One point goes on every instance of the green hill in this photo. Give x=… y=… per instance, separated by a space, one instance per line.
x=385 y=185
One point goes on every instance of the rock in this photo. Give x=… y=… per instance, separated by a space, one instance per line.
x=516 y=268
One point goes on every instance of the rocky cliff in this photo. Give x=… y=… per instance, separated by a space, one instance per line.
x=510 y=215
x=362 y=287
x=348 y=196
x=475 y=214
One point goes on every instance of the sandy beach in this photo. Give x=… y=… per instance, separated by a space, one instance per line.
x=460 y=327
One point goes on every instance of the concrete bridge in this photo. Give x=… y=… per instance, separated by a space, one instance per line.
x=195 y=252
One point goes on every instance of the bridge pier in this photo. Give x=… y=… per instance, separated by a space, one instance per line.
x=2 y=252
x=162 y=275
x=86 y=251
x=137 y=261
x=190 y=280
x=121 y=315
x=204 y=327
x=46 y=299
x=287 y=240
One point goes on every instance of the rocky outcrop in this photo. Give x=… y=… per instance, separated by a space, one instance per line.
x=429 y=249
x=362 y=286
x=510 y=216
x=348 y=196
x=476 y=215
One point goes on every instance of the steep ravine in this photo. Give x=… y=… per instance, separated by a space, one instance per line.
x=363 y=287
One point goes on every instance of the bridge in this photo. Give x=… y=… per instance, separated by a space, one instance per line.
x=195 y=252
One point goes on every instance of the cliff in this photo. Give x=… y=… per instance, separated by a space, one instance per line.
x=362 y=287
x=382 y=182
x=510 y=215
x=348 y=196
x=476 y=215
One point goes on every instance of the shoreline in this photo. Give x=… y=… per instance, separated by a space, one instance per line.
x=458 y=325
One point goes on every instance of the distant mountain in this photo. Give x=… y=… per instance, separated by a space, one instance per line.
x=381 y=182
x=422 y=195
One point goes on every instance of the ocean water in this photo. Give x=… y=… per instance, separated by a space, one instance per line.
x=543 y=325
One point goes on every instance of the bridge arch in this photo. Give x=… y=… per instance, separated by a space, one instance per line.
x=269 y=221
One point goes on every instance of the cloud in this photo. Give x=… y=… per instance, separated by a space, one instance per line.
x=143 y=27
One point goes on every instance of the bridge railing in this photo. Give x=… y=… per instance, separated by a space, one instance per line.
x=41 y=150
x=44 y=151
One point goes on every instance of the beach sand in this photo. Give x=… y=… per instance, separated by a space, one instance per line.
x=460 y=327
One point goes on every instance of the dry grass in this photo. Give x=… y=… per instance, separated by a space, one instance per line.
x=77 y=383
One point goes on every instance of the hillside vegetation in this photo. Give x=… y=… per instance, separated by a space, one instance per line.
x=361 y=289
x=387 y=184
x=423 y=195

::::

— Problem —
Please rewrite all the data above, replacing each "point" with "dot" and leaving everything else unchanged.

— Complete response —
One dot goes on every instance of the green hill in this photo. Give x=… y=… per instance, separated by a space, one instance per line.
x=385 y=185
One dot goes on every instance of the rock in this photo. Give x=… y=… per instance, separated by a space, one instance per line.
x=516 y=268
One dot goes on every instance of the rocky cliff in this photo. Give x=… y=… per instance, separated by a space, one instance per line.
x=510 y=215
x=362 y=287
x=348 y=196
x=475 y=214
One dot goes on every instance of the sandy beach in this photo. Give x=… y=… per instance, separated by a space, one instance per line.
x=460 y=327
One dot goes on every instance of the concrete bridge in this photo. Give x=… y=… per instance, separated by a space, one instance per line.
x=195 y=252
One dot goes on every instance of the bridge pier in this photo. Give x=… y=… per instance, separated by a space, one instance per line.
x=2 y=252
x=162 y=275
x=86 y=251
x=137 y=261
x=190 y=280
x=121 y=315
x=204 y=327
x=46 y=299
x=287 y=240
One dot goes on every instance of the rocky outcrop in this photo. Give x=… y=… per instance, separated by a space, one instance per line.
x=429 y=249
x=362 y=286
x=510 y=216
x=348 y=196
x=476 y=215
One dot goes on every instance of the steep ravine in this photo. Give x=… y=… per instance, separated by a space, one instance per line.
x=363 y=287
One dot goes on every instance of the bridge in this photo. Give x=… y=… per instance, separated by a space, one instance per line.
x=195 y=252
One dot goes on every instance of the cliff in this photo. Give x=… y=… per instance, separated by a space, one instance per line.
x=362 y=287
x=382 y=182
x=510 y=215
x=348 y=196
x=476 y=215
One dot goes on every instance of the shoreline in this photo. Give x=… y=… per instance, separated by a space, one instance per line.
x=458 y=325
One dot goes on every instance of the distant mountain in this photo. Give x=… y=… per instance, separated by a space, one instance per line.
x=381 y=182
x=422 y=195
One dot goes on every instance of the ocean water in this photo. Give x=… y=… per instance, separated by a space, one instance per line.
x=543 y=325
One dot goes on every instance of the bridge arch in this photo. Give x=… y=… per instance, separated by a space, one instance per line.
x=269 y=221
One dot goes on every instance of the cloud in this photo. Give x=… y=… per instance, separated by a space, one instance per line.
x=143 y=27
One dot goes on every instance of the bridge railing in this photo. Give x=… y=… per instance, separated by a space, one instance per line.
x=41 y=150
x=44 y=151
One dot goes on every instance of the beach sand in this photo. Give x=… y=… per instance, separated by a space, one instance per line.
x=460 y=327
One dot goes on every instance of the dry grass in this photo. Give x=… y=… per instance, separated by a space, one instance per line.
x=77 y=383
One dot goes on every instance of the hillside vegetation in this photo. Give x=… y=… per instance, separated by a space, one instance per line.
x=361 y=289
x=387 y=184
x=423 y=195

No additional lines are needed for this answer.